## TUJUAN ANDA
Ubah bagian artikel tentang penjual jagung bakar di Lhoknga di antara "Selama beberapa tahun" dan "nyaman.Termasuk memasang listrik.", termasuk kedua batas itu, dengan mengganti setiap "pondok" menjadi "warung".
___ KUTIPAN HALAMAN
Simpati Mengalir untuk Penjual Jagung Bakar di Lhoknga, Dinsos Aceh dan Baitul Mal Merespons
Bahkan, Ketua Yayasan Purnama Care di Bireuen, dr Purnama Setia Budi menyubang secara spontan Rp 1,5 juta.
Penulis: Nasir Nurdin | Editor: Ansari Hasyim
“Tolong difasilitasi bagaimana teknisnya bantuan ini bisa diterima langsung oleh yang bersangkutan. Meski tak seberapa, tapi paling tidak bisa disimpan sebagai tabungan sambil menunggu bantuan yang lain,” ujar dr Purnama Setia Budi.
Zulkifli adalah satu dari puluhan penjual jagung bakar yang berjejer di tepian Laut Lhoknga, pinggiran Jalan Nasional Banda Aceh-Meulaboh, Km 17.
Zulkifli mengisahkan, dia bersama istri merintis usaha jualan jagung bakar sejak lima tahun lalu.
Selama beberapa tahun dia bertahan dengan pondok darurat beratap terpal, sebelum akhirnya, dua tahun lalu dia mendapat pinjaman Kredit Usaha Rakyat (KUR) dari BRI sebesar Rp 5 juta yang dia gunakan untuk merehab pondok menjadi seperti sekarang, supaya lebih nyaman.Termasuk memasang listrik.
“KUR yang saya dapatkan waktu itu semuanya saya gunakan untuk merehab pondok, tak ada sisa untuk tambah modal barang jualan. Kami lancar mencicil bahkan lunas sebelum jatuh tempo,” kata Zulkifli.
Ditanya berapa omzet hariannya, Zulkifli tak bisa menyebut angka pasti.
Karena targetnya hanya bisa memberi makan keluarga termasuk keperluan sekolah dan uang jajan harian anak-anaknya.
______
___ CATATAN MENTAH
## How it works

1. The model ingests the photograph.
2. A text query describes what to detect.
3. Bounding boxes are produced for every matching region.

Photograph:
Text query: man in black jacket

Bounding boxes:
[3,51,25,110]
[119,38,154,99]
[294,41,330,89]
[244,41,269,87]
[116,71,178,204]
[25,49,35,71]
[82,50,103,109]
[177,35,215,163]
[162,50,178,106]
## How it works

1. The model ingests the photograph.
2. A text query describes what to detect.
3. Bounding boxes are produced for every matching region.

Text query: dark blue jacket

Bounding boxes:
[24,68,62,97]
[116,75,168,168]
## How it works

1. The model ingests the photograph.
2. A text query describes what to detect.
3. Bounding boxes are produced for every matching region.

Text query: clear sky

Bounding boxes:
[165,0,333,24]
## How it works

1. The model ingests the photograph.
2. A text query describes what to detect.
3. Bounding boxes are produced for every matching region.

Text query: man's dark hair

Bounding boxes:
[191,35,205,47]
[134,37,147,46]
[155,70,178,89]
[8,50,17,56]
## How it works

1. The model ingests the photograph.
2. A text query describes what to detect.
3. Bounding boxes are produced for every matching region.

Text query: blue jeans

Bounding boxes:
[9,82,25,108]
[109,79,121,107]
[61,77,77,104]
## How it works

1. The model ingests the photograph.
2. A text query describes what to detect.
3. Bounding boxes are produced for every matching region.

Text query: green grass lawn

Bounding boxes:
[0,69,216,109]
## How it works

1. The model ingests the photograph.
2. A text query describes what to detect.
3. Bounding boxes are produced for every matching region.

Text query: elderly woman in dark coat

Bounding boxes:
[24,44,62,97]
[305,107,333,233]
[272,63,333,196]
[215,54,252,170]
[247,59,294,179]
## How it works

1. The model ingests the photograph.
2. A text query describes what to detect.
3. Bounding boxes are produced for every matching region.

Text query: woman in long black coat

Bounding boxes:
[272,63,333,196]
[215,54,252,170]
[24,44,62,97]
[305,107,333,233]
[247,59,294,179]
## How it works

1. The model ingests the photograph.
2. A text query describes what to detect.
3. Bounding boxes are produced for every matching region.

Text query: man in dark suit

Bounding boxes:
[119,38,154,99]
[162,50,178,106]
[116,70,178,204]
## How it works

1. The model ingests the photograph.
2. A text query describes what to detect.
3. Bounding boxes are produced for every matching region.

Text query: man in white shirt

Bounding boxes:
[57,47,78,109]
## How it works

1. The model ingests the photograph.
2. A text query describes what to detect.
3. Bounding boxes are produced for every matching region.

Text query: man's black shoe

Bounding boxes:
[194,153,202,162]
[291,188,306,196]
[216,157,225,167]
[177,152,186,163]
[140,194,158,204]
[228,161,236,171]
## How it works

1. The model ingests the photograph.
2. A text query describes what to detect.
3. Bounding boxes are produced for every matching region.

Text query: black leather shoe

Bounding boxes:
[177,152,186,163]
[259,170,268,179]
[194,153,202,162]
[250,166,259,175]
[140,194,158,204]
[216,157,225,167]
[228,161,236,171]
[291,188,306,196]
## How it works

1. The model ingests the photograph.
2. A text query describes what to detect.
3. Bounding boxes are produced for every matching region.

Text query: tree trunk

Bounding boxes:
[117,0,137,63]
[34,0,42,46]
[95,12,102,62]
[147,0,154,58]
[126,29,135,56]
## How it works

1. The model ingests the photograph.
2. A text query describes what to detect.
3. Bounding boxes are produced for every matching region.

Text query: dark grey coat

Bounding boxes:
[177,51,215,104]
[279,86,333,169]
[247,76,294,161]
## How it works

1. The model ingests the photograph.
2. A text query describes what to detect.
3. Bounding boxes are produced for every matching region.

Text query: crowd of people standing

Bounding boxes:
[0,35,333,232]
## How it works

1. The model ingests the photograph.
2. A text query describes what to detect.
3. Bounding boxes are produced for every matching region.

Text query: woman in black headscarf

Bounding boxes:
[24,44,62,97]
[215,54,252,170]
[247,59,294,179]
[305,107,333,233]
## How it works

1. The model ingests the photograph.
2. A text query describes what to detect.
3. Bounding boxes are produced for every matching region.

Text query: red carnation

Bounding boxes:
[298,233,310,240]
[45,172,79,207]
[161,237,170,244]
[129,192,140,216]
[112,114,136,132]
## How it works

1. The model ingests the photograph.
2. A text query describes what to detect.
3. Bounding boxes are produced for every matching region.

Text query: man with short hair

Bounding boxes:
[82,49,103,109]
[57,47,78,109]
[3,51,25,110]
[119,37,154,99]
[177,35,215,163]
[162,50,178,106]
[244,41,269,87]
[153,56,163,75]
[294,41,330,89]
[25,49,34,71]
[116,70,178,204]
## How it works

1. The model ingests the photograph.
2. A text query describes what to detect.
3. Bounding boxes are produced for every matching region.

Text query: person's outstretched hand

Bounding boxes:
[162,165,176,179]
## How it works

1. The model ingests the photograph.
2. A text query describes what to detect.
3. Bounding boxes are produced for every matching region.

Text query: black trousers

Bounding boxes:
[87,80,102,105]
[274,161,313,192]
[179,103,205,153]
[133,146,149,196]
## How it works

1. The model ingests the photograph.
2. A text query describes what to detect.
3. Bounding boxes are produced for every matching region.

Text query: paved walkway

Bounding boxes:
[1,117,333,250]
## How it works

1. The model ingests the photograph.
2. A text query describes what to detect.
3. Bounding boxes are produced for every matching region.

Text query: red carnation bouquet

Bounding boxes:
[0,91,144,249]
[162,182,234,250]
______
## HASIL TUGAS INI
Selama beberapa tahun dia bertahan dengan warung darurat beratap terpal, sebelum akhirnya, dua tahun lalu dia mendapat pinjaman Kredit Usaha Rakyat (KUR) dari BRI sebesar Rp 5 juta yang dia gunakan untuk merehab warung menjadi seperti sekarang, supaya lebih nyaman.Termasuk memasang listrik.